To do: Count every line in the entries below that contains the word "stem", and give only that number.

Provided records:
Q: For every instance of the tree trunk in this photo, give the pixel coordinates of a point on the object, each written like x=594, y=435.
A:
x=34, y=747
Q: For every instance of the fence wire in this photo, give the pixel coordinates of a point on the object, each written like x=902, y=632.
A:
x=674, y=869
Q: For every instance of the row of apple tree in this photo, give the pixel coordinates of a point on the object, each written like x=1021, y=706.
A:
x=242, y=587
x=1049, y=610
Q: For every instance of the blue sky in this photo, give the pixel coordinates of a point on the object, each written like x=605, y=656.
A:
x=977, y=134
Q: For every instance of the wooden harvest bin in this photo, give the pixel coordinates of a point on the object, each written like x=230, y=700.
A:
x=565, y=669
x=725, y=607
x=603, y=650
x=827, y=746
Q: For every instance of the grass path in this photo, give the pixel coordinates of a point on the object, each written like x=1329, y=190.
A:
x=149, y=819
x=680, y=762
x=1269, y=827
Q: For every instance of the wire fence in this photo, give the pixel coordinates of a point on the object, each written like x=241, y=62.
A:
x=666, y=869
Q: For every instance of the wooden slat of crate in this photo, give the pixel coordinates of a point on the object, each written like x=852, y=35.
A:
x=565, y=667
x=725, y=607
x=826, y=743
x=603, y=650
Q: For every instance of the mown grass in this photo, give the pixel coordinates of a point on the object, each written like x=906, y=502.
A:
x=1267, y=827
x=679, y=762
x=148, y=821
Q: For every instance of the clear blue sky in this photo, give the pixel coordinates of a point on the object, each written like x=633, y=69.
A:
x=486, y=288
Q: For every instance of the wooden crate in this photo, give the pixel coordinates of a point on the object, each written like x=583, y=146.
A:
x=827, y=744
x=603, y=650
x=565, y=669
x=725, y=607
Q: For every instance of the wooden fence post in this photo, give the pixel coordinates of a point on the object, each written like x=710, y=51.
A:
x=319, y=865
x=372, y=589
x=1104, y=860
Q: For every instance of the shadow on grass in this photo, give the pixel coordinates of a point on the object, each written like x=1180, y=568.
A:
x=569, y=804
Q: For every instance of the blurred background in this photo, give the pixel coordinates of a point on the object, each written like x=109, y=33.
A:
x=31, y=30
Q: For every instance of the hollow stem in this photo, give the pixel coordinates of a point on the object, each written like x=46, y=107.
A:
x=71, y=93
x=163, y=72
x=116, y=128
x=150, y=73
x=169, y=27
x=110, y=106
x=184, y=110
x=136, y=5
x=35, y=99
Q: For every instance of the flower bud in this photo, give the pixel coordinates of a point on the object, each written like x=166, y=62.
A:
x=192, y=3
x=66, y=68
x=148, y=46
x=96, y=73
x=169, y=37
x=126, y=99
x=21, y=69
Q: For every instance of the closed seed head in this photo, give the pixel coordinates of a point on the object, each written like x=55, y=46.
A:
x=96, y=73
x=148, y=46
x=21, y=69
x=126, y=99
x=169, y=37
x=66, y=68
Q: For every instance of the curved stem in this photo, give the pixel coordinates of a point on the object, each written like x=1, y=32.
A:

Result of this exercise: 2